Com a inesperada eleição do candidato da extrema direita Jair Bolsonaro em 2018, acaba o período histórico conhecido como Nova República. Período que começou com a morte do presidente Tancredo Neves, foi estruturado pela Assembleia Constituinte de 1988 e caraterizado pelo predomínio fisiológico do PMDB, encoberto pela disputa ideológica entre o PT e o PSDB. A principal característica da Nova República foi o predomínio do poder legislativo sobre o executivo e o judiciário – através do dispositivo que permite, por maioria de 2/3, o Congresso legislar matérias constitucional e o presidencialismo de coalização (na verdade, o parlamentarismo disfarçado), com a indicação não apenas de ministros e de todos os cargos da administração federal direta e indireta. Com os presidentes Temer e Bolsonaro, no entanto, não surgiu um novo equilíbrio entre os três poderes.
O desejo de votar na extrema direita foi artificialmente criado pela mídia, mas também veio do profundo descrédito nas instituições democráticas que se corromperam (o congresso, o STF, os partidos políticos, etc). Havia um desejo legítimo de mudança não contemplado pela esquerda (a reestruturação do sistema de governança política) que a direita soube aproveitar em sua crítica radical à corrupção institucional. Os aplicativos de vídeo comunicação em telefones celulares foram determinantes no resultado da eleição, suplantando os meios de comunicação tradicionais. Vídeos pornográficos reclamando da ideologia de gênero associados à esquerda; cenas de violência e de injustiça, acobertados pelo governo; e muitas denúncias de corrupção. Essas mensagens, postas de forma emocionalmente apelativas, transmitidas pelo whatsapp permitem uma capilaridade invisível para os olhares antigos. A utilização do celular como mídia principal, em um ambiente de conspiração, postulando que a grande mídia mente e é controlado pelos poderosos é uma característica também presente na eleição de ontem, na de Trump e no plebiscito do Brexit. Nesses casos também houve uma grande quantidade de notícias mentirosas difundidas na rede de modo alternativo para comunidades.

——

# Tarefas do exercício:
A - Reproduza fielmente, do trecho sobre a Nova República, a parte que se inicia com as palavras que contêm "Com a inesperada" e termina em "os três poderes.".
B - Relacione todos os partidos políticos que o trecho sobre a Nova República cita pela sigla.

——

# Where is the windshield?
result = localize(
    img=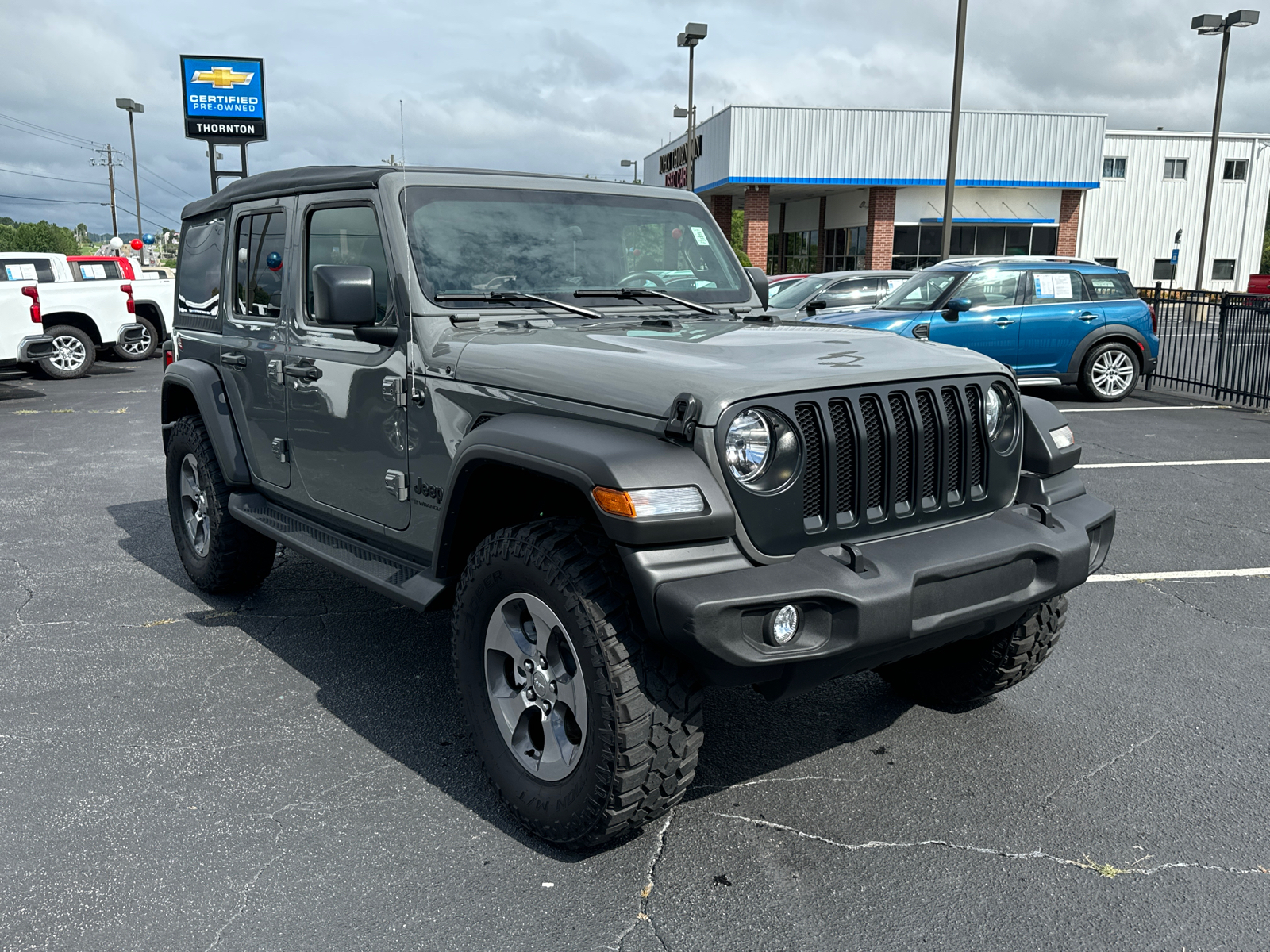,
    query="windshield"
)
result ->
[876,271,964,311]
[767,278,829,307]
[402,186,751,307]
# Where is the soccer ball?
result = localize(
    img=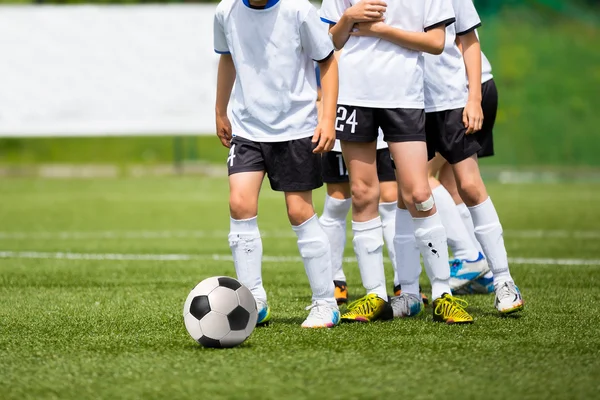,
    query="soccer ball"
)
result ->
[183,276,258,348]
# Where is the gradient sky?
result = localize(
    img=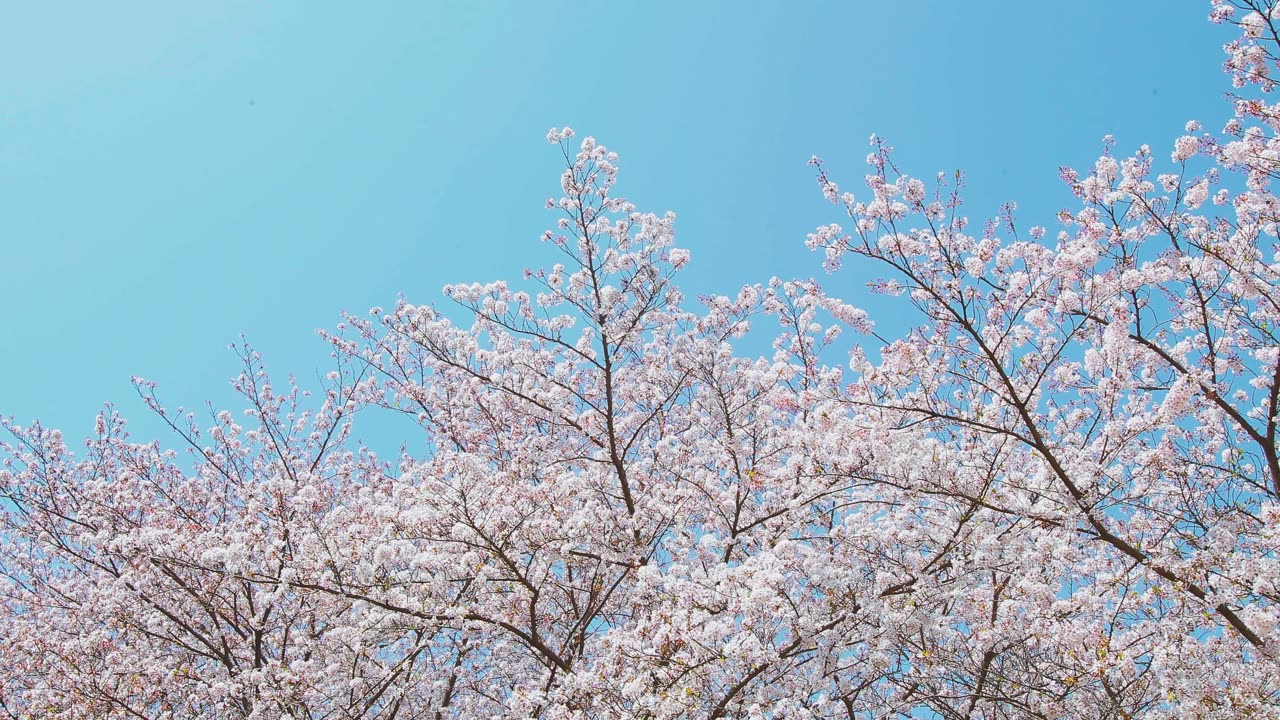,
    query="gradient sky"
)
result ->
[0,0,1229,439]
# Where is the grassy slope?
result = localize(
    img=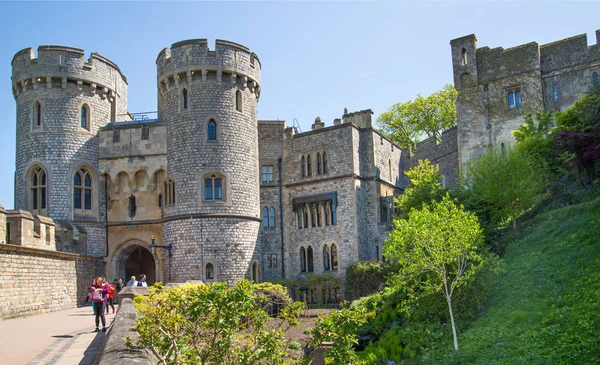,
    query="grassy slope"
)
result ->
[421,198,600,364]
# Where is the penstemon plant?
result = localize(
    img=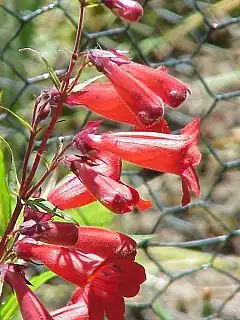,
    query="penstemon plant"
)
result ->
[0,0,201,320]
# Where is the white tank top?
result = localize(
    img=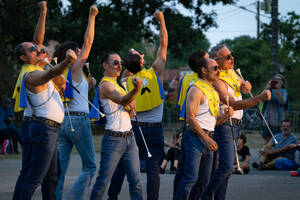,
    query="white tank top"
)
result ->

——

# Resultados das tarefas:
A -
Com a inesperada eleição do candidato da extrema direita Jair Bolsonaro em 2018, acaba o período histórico conhecido como Nova República. Período que começou com a morte do presidente Tancredo Neves, foi estruturado pela Assembleia Constituinte de 1988 e caraterizado pelo predomínio fisiológico do PMDB, encoberto pela disputa ideológica entre o PT e o PSDB. A principal característica da Nova República foi o predomínio do poder legislativo sobre o executivo e o judiciário – através do dispositivo que permite, por maioria de 2/3, o Congresso legislar matérias constitucional e o presidencialismo de coalização (na verdade, o parlamentarismo disfarçado), com a indicação não apenas de ministros e de todos os cargos da administração federal direta e indireta. Com os presidentes Temer e Bolsonaro, no entanto, não surgiu um novo equilíbrio entre os três poderes.

B - PMDB, PT, PSDB